**THE PROBLEM**
Extract every line of the rows below that contains the word "claw".

**Stored dataset items**
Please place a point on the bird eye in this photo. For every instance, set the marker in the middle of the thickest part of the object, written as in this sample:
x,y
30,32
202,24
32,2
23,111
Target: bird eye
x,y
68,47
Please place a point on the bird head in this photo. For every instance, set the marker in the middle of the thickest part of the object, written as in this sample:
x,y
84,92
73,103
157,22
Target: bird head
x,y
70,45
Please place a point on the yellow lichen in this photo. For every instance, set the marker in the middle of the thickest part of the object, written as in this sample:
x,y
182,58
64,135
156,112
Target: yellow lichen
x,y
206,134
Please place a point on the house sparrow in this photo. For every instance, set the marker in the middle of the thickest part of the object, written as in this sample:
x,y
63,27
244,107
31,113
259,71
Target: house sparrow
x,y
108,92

==

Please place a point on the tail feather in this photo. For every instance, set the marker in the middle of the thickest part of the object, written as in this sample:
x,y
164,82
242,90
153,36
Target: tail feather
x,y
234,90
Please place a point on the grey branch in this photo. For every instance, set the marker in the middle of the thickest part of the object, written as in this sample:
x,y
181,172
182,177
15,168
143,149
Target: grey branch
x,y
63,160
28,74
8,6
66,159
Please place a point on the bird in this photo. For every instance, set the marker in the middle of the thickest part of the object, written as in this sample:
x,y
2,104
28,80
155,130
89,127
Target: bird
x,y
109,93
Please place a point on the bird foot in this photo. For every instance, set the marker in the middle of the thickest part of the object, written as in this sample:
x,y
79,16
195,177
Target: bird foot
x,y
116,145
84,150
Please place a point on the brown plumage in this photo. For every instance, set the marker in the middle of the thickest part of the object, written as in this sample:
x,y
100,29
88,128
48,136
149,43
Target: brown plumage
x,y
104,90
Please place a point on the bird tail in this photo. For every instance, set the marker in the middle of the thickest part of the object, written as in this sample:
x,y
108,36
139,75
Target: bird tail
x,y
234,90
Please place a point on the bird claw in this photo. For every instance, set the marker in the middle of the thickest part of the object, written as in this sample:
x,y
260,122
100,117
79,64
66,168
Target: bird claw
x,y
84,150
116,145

---

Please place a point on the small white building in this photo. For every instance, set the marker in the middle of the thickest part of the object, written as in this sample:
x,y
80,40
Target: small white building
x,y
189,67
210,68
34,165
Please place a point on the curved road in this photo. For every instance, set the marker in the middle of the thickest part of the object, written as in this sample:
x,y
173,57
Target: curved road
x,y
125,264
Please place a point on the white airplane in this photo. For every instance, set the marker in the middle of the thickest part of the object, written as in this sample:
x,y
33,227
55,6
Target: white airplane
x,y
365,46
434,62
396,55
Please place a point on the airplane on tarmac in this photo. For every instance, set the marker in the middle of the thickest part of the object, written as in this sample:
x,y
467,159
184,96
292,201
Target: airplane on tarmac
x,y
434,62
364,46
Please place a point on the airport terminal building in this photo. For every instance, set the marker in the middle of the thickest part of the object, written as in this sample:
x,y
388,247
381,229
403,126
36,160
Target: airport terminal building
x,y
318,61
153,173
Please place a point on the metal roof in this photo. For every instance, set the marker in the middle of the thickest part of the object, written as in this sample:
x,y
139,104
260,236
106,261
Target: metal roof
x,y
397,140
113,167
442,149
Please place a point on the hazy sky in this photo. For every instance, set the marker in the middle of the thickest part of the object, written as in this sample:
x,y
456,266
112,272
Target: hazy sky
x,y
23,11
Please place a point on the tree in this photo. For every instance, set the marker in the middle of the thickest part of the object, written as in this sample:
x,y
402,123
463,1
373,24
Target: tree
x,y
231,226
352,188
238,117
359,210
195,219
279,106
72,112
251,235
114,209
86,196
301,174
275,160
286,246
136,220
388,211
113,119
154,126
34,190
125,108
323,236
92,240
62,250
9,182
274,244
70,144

**RESPONSE TO THIS TASK**
Please place a point on the bird claw in this photo. For every instance, set the marker in the middle of the thickest part of the object, written as in this sample:
Target: bird claw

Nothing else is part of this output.